TASK
Could you write out again the part of the material below that opens with the line containing "Can you find the billboard" and closes with the line containing "xmin=252 ymin=0 xmax=557 ymax=178", both included, with the requests unchanged and every bounding-box coordinate offset by -108? Give only those lines.

━━━━━━━━━━━━━━━━━━━━

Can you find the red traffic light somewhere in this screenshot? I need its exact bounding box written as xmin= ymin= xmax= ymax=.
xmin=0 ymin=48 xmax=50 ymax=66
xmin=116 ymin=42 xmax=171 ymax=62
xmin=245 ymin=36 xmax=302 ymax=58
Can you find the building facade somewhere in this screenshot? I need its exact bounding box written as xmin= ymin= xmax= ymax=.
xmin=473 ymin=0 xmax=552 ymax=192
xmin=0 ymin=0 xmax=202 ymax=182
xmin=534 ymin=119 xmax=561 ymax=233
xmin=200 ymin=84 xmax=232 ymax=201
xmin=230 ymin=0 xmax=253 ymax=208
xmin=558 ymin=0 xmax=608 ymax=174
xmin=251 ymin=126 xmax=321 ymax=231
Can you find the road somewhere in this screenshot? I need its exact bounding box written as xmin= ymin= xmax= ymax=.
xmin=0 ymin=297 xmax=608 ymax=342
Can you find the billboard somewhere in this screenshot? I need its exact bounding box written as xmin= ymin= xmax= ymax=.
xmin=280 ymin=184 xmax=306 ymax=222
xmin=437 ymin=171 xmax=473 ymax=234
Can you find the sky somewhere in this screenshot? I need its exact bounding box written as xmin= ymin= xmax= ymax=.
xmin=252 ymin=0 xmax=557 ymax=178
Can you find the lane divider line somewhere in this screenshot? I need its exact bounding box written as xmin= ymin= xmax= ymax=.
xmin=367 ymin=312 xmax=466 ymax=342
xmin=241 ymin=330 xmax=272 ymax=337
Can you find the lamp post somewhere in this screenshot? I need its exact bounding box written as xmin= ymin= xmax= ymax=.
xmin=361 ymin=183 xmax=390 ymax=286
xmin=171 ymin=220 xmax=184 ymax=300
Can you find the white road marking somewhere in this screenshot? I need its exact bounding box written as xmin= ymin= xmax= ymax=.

━━━━━━━━━━━━━━━━━━━━

WRITTEN SOLUTION
Can you find the billboard somewhere in this screenshot? I need its exact bounding box written as xmin= ymin= xmax= ymax=.
xmin=172 ymin=76 xmax=198 ymax=114
xmin=329 ymin=63 xmax=365 ymax=126
Can you find the sky somewhere in this screenshot? I need its exact bounding box written as xmin= ymin= xmax= ymax=.
xmin=144 ymin=-108 xmax=449 ymax=70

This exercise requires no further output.